→ **Selected passage**:
• • • • •
So, how exactly can you keep this from happening?

Well, it begins with the firearm you select. I’m not here to push one brand over another, but rather to help you find the gun and gauge that best fits you so you can go with it.

What exactly is shotgun “fit?” Scroll down and watch the video near the end of the article to find out!

Does price matter?

I’ve hunted with guys who bought the latest and greatest shotgun on the market only to watch them miss every duck that decoyed. I’ve also hunted with guys who were shooting a “pawn shop special” and they absolutely slaughtered every duck within a mile radius.

So, what was the difference?

dead geese and duck

At the end of the hunt, you want a shotgun that has performed as expected, hopefully resulting in a successful harvest.

Well, one group of guys thought the expensive gun would make them a good shot. The other group knew they needed a gun that they were extremely comfortable shooting in several different conditions.

Simply put, the best shotgun is the one you are most comfortable using.

But how do you figure that out?



Which type of shotgun fits your hunting style?

There are three main types of shotguns. The most popular is the semi-auto, followed by the pump-action, and the over-under. They all come in different gauges and all are solid choices when it comes to waterfowl hunting. I have personally hunted with all three for at least one season each. As I hunted with each, I found there are pros and cons to all.

I prefer to hunt with a 12-gauge shotgun, regardless of the type of shotgun I am shooting. But, enough about me, let’s look at three critical factors in determining the best shotgun for ducks and waterfowl.




The three criteria I used to determine the best type of duck hunting shotgun are as follows:

  • Dependability: How unlikely it is to malfunction in different weather conditions?
  • Ruggedness: How much abuse can it take from being tossed in the back of a truck and dragged through mud all season long?
  • Amount of birds in the blind: That should be pretty self-explanatory. If I was able to shoot more birds with it, I hunted with the firearm more often!


The Most Dependable Shotgun

As far as dependability goes, an over-under is going to fire every time the trigger is pulled. A pump-action is going to fire basically every time, as well. The weather conditions are not prone to affect the firing capabilities of an over-under or pump-action.

The semi-automatic shotgun is a different story.

shotgun and decoy

Part of having a dependable gun is knowing it won’t jam or misfire.

As long as they are clean and lightly oiled in warm conditions, a semi-automatic works great! However, in my experience, when the cold weather hits, semi-auto shotguns tend to become finicky.

So, if you’ve ever wondered “how long do ducks live?” Well, a lot longer than you’d like, if your gun won’t fire dependably in the cold weather!

So, when I need a gun that is dependable, I hunt with a pump-action or an over-under. 



The Most Rugged Shotgun

Ruggedness, once again, goes to an over-under or a pump-action. The over-under has so few moving parts that make it such a rugged gun. Now, this does not apply if your over-under is a gun that only comes out of the gun safe to get oiled and then gently placed back in its place. 

12 gauge shotgun shells

Shotgun types come in different gauges… my personal favorite is the 12-gauge.

The over-under I used was as basic as they are made, perfect for the tough conditions I hunt. A pump-action has a few more moving parts, but in my experience hunting with one, they are just as rugged as an over-under.
• • • • •
Entries from a point annotation set

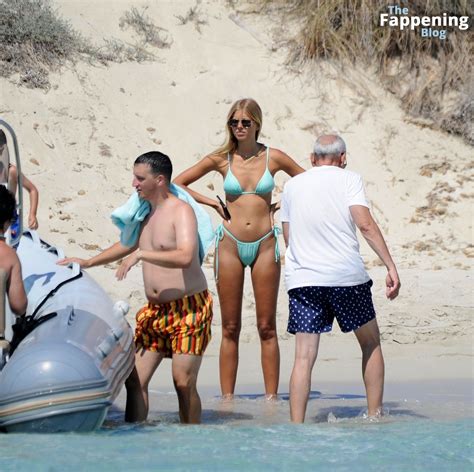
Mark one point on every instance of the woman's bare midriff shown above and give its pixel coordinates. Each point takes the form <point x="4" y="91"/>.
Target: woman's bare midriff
<point x="250" y="217"/>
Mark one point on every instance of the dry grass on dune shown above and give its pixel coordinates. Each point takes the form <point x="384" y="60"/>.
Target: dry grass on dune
<point x="434" y="78"/>
<point x="36" y="40"/>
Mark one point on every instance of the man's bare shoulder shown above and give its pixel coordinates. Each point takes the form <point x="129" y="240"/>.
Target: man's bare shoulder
<point x="8" y="257"/>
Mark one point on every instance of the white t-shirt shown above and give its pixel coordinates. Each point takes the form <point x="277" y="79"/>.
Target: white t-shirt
<point x="323" y="248"/>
• • • • •
→ **What to work on**:
• a. Extract the records from the line containing "Mark one point on every instance of the white" through the end of the records, copying those lines word for word.
• b. Continue the article on choosing a duck hunting shotgun from the point where it stops.

→ **Expected results**:
• a.
Mark one point on every instance of the white t-shirt shown above and give its pixel coordinates. Each point takes the form <point x="277" y="79"/>.
Target: white t-shirt
<point x="323" y="248"/>

• b.
The semi-auto shotguns I hunted with were not as rugged as I had hoped they would be, but in recent years semi-auto shotguns have made tremendous strides in ruggedness. 




The Deadliest Shotgun

The most critical factor is the number of birds the firearm helps bring down cleanly.

The semi-auto shotguns are outstanding when I need to fire off all three shots quickly, but I have a tendency to rush my shot. That is my fault, not the firearm!

When hunting with a pump-action, I am forced to slow down just enough to be much more accurate and add more birds to my limit.

semi automatic shotgun and black lab

Semi-automatic shotguns give you the ability to fire 3 shots rapidly, but may also lead the shooter to rush the shot.

The over-under shotgun I hunted with drastically fell short because it lacked the third shot I was familiar with. My friend, Jason Cruise, claims the third shot is a wasted shot more often than not.

I would disagree.



Yes, many times by the third shot, the birds are out of range. However, when the ducks are back-flapping in your face, that third shot is a huge advantage. Every hunt I am on, I will consistently shoot all three shells in a single volley. When I hunted with my over-under, I desperately missed having that third shot. 



So, what exactly is “shotgun fit” and how do you get the right fit for you? Check out this video to find out.

And, the best shotgun type is…

As I mentioned above, all three shotgun types have their pros and cons. However the one that stands out the most is the 12 gauge pump-action shotgun.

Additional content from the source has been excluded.